Source records
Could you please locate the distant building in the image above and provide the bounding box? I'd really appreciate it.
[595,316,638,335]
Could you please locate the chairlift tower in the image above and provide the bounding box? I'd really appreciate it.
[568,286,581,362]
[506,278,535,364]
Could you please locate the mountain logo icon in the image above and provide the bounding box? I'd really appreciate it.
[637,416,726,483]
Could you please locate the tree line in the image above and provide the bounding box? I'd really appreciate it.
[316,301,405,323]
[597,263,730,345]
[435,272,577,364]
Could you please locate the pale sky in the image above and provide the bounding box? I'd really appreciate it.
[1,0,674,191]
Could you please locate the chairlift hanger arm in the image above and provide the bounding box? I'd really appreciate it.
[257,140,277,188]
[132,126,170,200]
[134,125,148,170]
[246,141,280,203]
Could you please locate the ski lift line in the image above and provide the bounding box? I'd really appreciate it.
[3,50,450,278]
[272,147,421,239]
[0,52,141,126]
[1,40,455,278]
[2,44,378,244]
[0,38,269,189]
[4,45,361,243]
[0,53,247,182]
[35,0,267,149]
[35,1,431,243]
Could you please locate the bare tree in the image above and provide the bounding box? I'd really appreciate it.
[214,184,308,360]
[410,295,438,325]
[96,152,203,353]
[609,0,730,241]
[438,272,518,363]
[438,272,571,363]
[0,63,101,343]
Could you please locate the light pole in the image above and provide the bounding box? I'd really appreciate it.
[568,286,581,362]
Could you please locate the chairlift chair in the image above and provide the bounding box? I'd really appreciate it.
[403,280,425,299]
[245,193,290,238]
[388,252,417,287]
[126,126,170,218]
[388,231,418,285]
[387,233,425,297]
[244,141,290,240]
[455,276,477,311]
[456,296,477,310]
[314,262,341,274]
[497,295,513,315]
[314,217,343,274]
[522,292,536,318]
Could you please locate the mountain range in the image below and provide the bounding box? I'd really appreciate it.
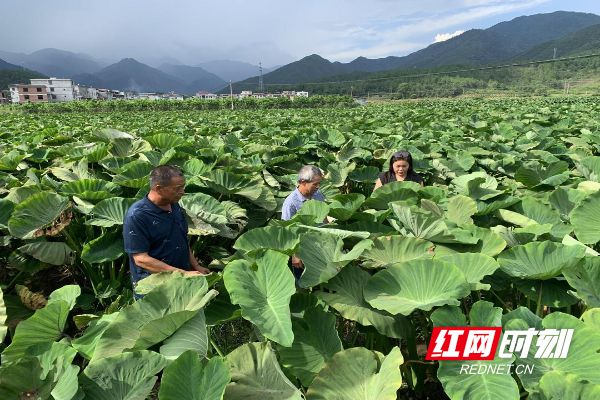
[1,11,600,94]
[0,50,269,94]
[231,11,600,90]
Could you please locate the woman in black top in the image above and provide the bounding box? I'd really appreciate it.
[374,150,424,190]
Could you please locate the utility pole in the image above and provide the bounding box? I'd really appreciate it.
[229,80,234,110]
[350,86,353,98]
[258,62,264,93]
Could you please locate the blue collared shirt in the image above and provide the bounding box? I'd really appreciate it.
[123,196,190,285]
[281,188,326,220]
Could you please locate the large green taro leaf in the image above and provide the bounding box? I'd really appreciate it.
[318,128,346,147]
[139,148,177,167]
[223,250,295,347]
[364,259,471,315]
[436,253,500,291]
[8,192,69,239]
[146,132,187,150]
[5,186,42,204]
[563,257,600,308]
[112,160,154,188]
[515,161,570,188]
[361,235,434,268]
[317,265,413,339]
[364,181,420,210]
[562,234,599,257]
[495,209,539,227]
[204,170,276,210]
[514,312,600,394]
[278,307,343,387]
[570,190,600,244]
[86,197,136,227]
[438,352,519,400]
[18,242,75,266]
[71,313,119,360]
[576,156,600,182]
[180,192,228,226]
[1,285,80,364]
[305,347,403,400]
[0,150,28,171]
[497,241,585,280]
[326,161,355,187]
[225,342,302,400]
[289,199,330,225]
[329,193,365,221]
[467,177,504,201]
[158,352,230,400]
[514,278,579,308]
[549,187,587,218]
[349,166,379,183]
[80,350,167,400]
[81,231,124,264]
[94,128,134,141]
[434,225,507,257]
[434,301,520,400]
[533,370,600,400]
[0,342,79,400]
[234,226,299,254]
[296,224,371,239]
[0,199,15,229]
[298,231,372,288]
[60,179,120,201]
[391,203,478,244]
[446,195,477,226]
[91,274,216,361]
[181,193,240,236]
[452,172,503,200]
[111,138,152,158]
[159,310,208,360]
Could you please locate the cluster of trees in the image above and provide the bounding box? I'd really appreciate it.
[12,95,356,114]
[263,56,600,99]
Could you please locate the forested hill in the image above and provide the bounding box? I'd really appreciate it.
[227,11,600,92]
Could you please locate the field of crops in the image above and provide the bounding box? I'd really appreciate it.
[0,97,599,399]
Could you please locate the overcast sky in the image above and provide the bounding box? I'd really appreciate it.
[3,0,600,67]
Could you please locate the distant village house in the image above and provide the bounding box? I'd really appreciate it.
[30,78,75,102]
[74,84,98,100]
[9,84,49,103]
[195,91,217,100]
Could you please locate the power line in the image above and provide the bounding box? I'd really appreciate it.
[233,53,600,88]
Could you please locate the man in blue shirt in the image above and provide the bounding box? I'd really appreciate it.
[123,165,209,296]
[281,165,325,279]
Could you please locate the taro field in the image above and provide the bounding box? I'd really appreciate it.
[0,97,599,399]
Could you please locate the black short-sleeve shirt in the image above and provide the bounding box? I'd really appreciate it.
[378,171,424,185]
[123,196,190,284]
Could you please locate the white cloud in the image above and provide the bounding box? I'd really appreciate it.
[434,30,465,42]
[322,0,550,61]
[0,0,570,65]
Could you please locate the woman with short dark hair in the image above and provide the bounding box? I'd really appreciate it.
[374,150,424,190]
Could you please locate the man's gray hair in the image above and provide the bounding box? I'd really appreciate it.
[150,165,184,188]
[297,165,323,183]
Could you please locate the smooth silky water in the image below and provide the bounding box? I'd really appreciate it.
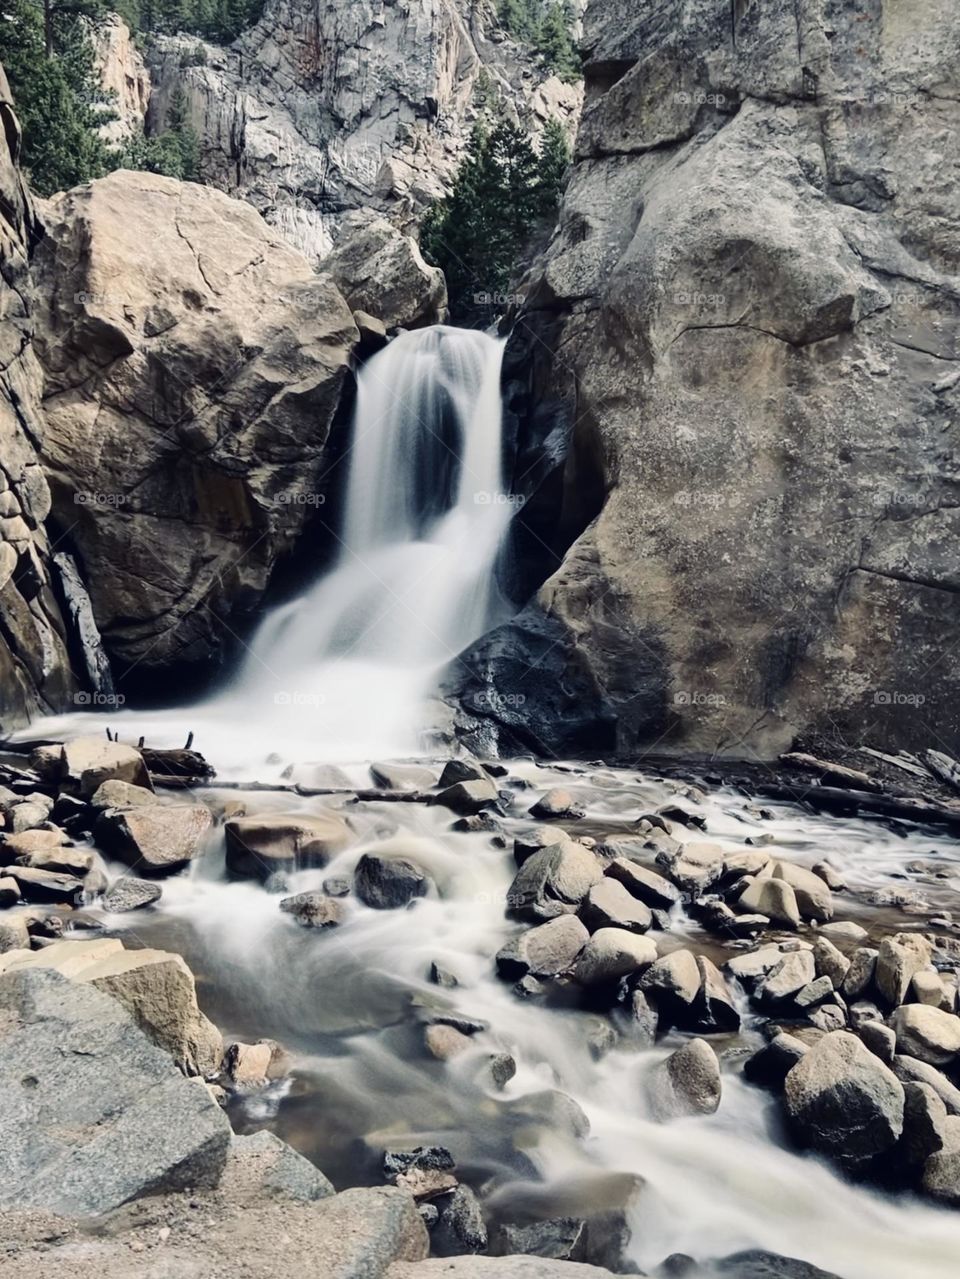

PROBLEM TO SOLVE:
When you return the records, keep every word unchanged and drop the pictures.

SOLUTION TO THIS PROBLEM:
Could you please locate the distant building in the image above and provide the bounding box? I'd really appreciate it.
[595,316,638,335]
Could you please locate the chairlift tower in the image above and provide the bounding box? I'd really appreciate it.
[568,286,581,362]
[506,278,535,364]
Could you please locate the mountain logo icon in the image above and provide the bounding box? I'd really appreciate it.
[637,416,726,483]
Could you please locate the tree line in the image above and provide the bounding box? I'd really appreciate it.
[316,301,405,323]
[597,263,730,345]
[435,272,577,364]
Could you please locate the pale sky in the image above and provide the bounding box? I'd really appreciate it.
[1,0,674,191]
Could you please locate the chairlift hanger arm in the image above and provide the bounding box? I'd really appreciate it.
[257,140,277,188]
[132,126,170,200]
[134,125,148,170]
[246,141,280,203]
Could you please locate the ski lift line in the image above and provide the bounding box? I'd really appreciate it.
[3,50,450,278]
[272,147,421,239]
[0,52,141,126]
[1,40,455,278]
[2,44,378,244]
[0,38,269,189]
[4,45,361,243]
[0,53,247,182]
[35,0,267,149]
[35,1,431,243]
Could you please locate the bare tree in the image above and provide the bounding box? I'd really appreciate it.
[214,184,308,360]
[410,295,438,325]
[96,152,203,353]
[609,0,730,241]
[438,272,518,363]
[438,272,571,363]
[0,63,101,343]
Could you please locate the light pole in the image above and provide the bounding box? I'd really appreciate it.
[568,286,581,362]
Could you please locate the chairlift chair in the image above and provide the bounding box? I'd really appreciate it.
[403,280,425,299]
[245,193,290,238]
[388,252,417,287]
[126,126,170,218]
[388,231,418,285]
[387,233,425,297]
[244,141,290,240]
[455,276,477,311]
[456,296,477,310]
[314,262,341,274]
[497,295,513,315]
[314,217,343,274]
[522,292,536,318]
Could you please locate the mountain range in the image below and provide the bounding box? I'd really appreciate it.
[1,11,600,94]
[0,50,269,94]
[231,11,600,90]
Could you please locate the woman in black top in the image above and provide the bounding box? I'd really appreciate it.
[374,150,424,190]
Could you please locate the utility pole in the image above and provide the bounding box? I'd really appreciate it.
[229,80,234,110]
[350,86,353,98]
[258,62,264,93]
Could you please locate the blue collared shirt in the image above and provide the bounding box? I'd really appreciate it.
[123,196,190,285]
[281,188,326,220]
Could you please locate the large green taro leaf in the image above and provide the bounding box? I'd really appreciate it.
[318,128,346,147]
[139,148,177,167]
[223,250,295,347]
[364,259,471,315]
[436,253,500,291]
[8,192,69,239]
[146,132,187,150]
[5,186,42,204]
[563,257,600,308]
[112,160,154,188]
[515,161,570,188]
[361,235,434,268]
[317,265,413,339]
[364,181,420,210]
[562,234,599,257]
[495,209,539,227]
[204,170,276,210]
[514,312,600,394]
[278,307,343,387]
[570,190,600,244]
[86,197,136,227]
[438,352,519,400]
[18,242,75,266]
[71,313,119,360]
[576,156,600,182]
[180,192,228,226]
[1,285,80,364]
[305,347,403,400]
[0,150,28,171]
[497,241,585,280]
[326,161,355,187]
[225,342,302,400]
[289,199,330,225]
[329,193,365,221]
[467,177,504,201]
[158,352,230,400]
[514,278,579,308]
[549,187,587,218]
[349,166,379,183]
[80,350,167,400]
[81,231,124,264]
[94,128,134,141]
[434,225,507,257]
[434,301,520,400]
[533,370,600,400]
[0,342,79,400]
[234,226,299,254]
[296,224,371,239]
[0,199,15,229]
[298,231,372,288]
[60,179,120,201]
[391,203,478,244]
[446,195,477,226]
[91,274,216,361]
[181,193,240,236]
[452,172,503,200]
[111,138,152,158]
[159,310,208,360]
Could you please locate the cluster of trees in the image above and provide the bounding box? I'd really appreciate it.
[12,95,356,114]
[263,56,600,99]
Could you please locate the forested hill in the image above and provide the bounding box? I'd really appreciate it.
[227,11,600,92]
Could you please locate the field of crops in the image above and provide the bounding box? I'd really appreciate it.
[0,97,599,399]
Could you please locate the overcast sky in the image above and provide the bounding box? I'd really appreciate it.
[3,0,600,67]
Could you please locate the distant village house in the image above and provide the bounding box? I'd really appreciate it.
[30,78,75,102]
[74,84,98,100]
[9,84,49,103]
[195,91,217,100]
Could you please locate the power line in the image above and provide the bounding box? I'd really appreciate it.
[233,53,600,88]
Could you please locate the man in blue shirt in the image above and provide the bounding box? I'd really appreciate it.
[123,165,209,296]
[281,165,325,279]
Could you please locate the taro field in the image above and provide the bounding box? I'd really appreciate it.
[0,97,599,399]
Could you please locate the black short-sleeve shirt in the image above and provide the bounding box? I'd really appreciate it.
[378,171,424,185]
[123,196,190,284]
Could you please locate the white cloud in the image above and provide the bounding box? I'd really appreciate it.
[434,30,465,42]
[322,0,550,61]
[0,0,570,65]
Could you please locate the woman with short dark hair in the image above and provide the bounding box? I'd really appreciate it.
[374,150,424,190]
Could you please locate the man's gray hair in the image above and provide the bounding box? I'd really appreciate it.
[150,165,184,188]
[297,165,323,183]
Could you please locate the smooth silky water in the image below and provide the bounding box? I'd really appreciate it.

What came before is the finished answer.